## THE TASK
Return the lines below exactly, starting with the line that contains "Could you please indicate the woman's" and stopping after the last line.

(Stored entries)
******
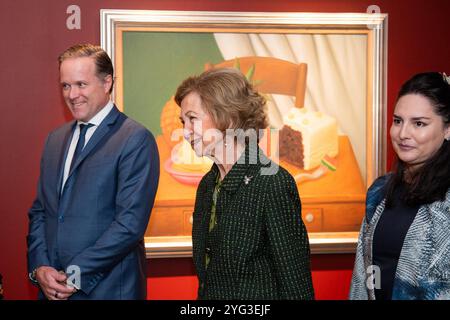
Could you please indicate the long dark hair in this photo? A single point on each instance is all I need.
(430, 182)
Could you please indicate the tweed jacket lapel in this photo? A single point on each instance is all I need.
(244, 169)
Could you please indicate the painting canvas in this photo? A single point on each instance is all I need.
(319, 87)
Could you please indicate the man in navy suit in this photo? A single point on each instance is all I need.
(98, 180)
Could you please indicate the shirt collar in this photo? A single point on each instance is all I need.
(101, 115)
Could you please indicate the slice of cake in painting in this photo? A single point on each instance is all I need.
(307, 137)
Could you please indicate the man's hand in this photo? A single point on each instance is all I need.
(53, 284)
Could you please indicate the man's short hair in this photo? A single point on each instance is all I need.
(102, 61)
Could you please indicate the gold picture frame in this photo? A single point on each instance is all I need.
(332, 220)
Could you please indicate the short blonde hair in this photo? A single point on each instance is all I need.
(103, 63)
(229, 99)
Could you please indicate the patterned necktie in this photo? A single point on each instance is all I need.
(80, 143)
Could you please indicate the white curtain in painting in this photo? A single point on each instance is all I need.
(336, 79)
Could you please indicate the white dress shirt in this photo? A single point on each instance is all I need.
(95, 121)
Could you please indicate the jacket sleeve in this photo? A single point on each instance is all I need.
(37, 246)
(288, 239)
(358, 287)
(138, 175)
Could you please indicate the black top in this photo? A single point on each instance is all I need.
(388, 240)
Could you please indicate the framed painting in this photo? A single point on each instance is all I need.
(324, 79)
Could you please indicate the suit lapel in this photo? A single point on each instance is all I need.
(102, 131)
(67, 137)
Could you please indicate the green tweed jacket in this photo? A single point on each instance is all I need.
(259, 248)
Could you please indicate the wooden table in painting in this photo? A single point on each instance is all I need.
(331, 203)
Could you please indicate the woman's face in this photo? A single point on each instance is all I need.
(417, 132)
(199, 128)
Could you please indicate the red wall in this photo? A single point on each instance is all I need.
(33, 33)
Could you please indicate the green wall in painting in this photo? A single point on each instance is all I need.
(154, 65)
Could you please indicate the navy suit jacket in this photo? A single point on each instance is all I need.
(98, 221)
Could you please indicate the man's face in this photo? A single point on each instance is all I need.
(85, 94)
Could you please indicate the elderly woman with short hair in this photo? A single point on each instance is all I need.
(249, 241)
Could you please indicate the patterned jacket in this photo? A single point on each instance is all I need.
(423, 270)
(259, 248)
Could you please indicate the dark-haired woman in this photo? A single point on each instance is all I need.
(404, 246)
******
## WRITTEN SOLUTION
Could you please indicate the woman's face in this photo? A single point on each instance is all I need.
(417, 132)
(199, 128)
Could you please indicate the red wall in this photo? A single point on each instance is all I need.
(33, 33)
Could you please indicate the green wall in painting in this photo? A single point on each instance is all I need.
(154, 65)
Could you please indicate the navy suit jacket in this photo? A single point on each instance is all I need.
(98, 221)
Could you please indicate the man's face in this photo? A single point on each instance is all I need.
(85, 94)
Could you please indicate the elderly woman with short hair in this photo? A single point on each instance is all I need.
(249, 241)
Could you please indicate the patterned jacket in this photo? A single point on each instance is all I need.
(423, 270)
(259, 248)
Could you please indicate the dark-haired woman in this photo? A single point on each instance is all I need.
(404, 246)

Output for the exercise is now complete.